=== MATERIAL FOR THE TASK ===
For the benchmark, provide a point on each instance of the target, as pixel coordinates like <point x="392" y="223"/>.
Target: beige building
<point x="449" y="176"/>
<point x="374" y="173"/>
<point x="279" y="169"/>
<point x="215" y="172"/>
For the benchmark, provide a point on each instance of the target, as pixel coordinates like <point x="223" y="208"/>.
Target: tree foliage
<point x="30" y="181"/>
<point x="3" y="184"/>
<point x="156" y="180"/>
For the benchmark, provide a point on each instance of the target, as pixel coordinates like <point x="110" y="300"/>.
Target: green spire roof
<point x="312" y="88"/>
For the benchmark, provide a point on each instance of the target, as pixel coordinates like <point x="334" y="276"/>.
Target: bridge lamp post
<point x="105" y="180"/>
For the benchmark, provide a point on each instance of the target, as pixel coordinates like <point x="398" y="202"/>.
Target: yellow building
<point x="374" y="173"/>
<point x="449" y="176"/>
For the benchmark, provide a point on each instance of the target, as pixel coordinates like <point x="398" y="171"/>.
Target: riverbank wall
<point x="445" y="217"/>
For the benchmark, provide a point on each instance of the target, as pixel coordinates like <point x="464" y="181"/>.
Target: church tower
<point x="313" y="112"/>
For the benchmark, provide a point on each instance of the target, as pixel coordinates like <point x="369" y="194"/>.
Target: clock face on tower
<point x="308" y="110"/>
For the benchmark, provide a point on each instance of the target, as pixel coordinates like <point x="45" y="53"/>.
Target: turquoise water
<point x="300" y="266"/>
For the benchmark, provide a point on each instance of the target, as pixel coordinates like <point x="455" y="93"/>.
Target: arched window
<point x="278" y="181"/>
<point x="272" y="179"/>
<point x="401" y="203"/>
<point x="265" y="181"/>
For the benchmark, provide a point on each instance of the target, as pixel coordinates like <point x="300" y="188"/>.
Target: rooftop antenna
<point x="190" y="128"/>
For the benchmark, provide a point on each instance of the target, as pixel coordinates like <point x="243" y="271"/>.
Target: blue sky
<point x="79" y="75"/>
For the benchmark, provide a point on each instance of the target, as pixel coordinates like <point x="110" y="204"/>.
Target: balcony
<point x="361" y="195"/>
===
* **WRITTEN TASK**
Write out each line of the data above again, exactly as given.

* **EXERCISE RESULT**
For the benchmark, provide a point on each instance of the target, as pixel coordinates like <point x="392" y="223"/>.
Target: beige building
<point x="449" y="176"/>
<point x="374" y="173"/>
<point x="279" y="169"/>
<point x="215" y="172"/>
For the benchmark, provide a point on each instance of the target, as pixel coordinates like <point x="223" y="208"/>.
Target: tree foliage
<point x="30" y="181"/>
<point x="3" y="184"/>
<point x="156" y="180"/>
For the benchmark, provide a point on each instance of the target, as pixel coordinates like <point x="110" y="300"/>.
Target: green spire roof
<point x="312" y="88"/>
For the benchmark, provide a point on each instance of the target, as pixel coordinates like <point x="334" y="276"/>.
Target: bridge lamp post
<point x="105" y="180"/>
For the benchmark, provide a point on each instance of the target, as pixel coordinates like <point x="398" y="202"/>.
Target: yellow building
<point x="374" y="173"/>
<point x="449" y="176"/>
For the benchmark, provide a point on each instance of the target, as pixel coordinates like <point x="398" y="171"/>.
Target: riverbank wall
<point x="445" y="217"/>
For the benchmark, provide a point on each instance of the target, as pixel coordinates like <point x="464" y="181"/>.
Target: church tower
<point x="313" y="112"/>
For the benchmark, provide a point on each instance of the target, as pixel coordinates like <point x="369" y="194"/>.
Target: clock face on tower
<point x="308" y="110"/>
For the benchmark, provide a point on each instance of the target, as pixel coordinates like <point x="45" y="53"/>.
Target: turquoise water
<point x="300" y="266"/>
For the benchmark, provide a point on each instance of the target, as pixel coordinates like <point x="455" y="93"/>.
Target: arched window
<point x="278" y="181"/>
<point x="272" y="179"/>
<point x="401" y="203"/>
<point x="265" y="181"/>
For the benchmark, provide a point on each instance of the target, as pixel coordinates like <point x="300" y="188"/>.
Target: rooftop antenna
<point x="190" y="128"/>
For the benchmark, provide a point on each instance of the target, as pixel coordinates like <point x="243" y="271"/>.
Target: blue sky
<point x="79" y="75"/>
For the benchmark, provide a point on each instance of the target, as pixel coordinates like <point x="110" y="204"/>.
Target: balcony
<point x="361" y="195"/>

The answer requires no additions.